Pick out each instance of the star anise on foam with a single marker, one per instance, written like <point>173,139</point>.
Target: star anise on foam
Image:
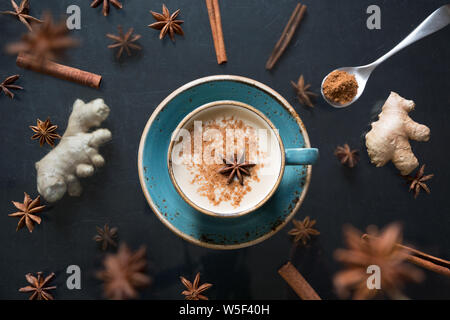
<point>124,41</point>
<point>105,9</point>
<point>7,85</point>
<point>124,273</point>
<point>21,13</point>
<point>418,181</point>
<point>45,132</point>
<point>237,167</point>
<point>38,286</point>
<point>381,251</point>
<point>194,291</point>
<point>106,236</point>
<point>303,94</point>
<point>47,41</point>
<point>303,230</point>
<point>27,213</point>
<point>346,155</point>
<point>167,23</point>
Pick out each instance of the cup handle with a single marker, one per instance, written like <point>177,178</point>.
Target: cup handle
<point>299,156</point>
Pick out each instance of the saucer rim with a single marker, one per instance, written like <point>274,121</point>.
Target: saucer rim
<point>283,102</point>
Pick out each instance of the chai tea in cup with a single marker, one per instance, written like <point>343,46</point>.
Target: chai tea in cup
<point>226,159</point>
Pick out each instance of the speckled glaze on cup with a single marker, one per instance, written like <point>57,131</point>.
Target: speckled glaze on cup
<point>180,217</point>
==
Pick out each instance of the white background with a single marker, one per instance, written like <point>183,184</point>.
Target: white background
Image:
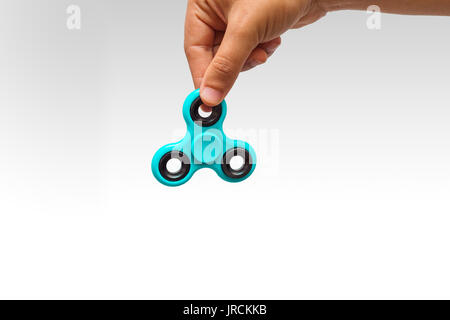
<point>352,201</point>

Written request
From the items above, copy every line that contains the word "background".

Reply
Pick out each instance of the white background with a single marker, one per instance, written like <point>183,184</point>.
Target: white background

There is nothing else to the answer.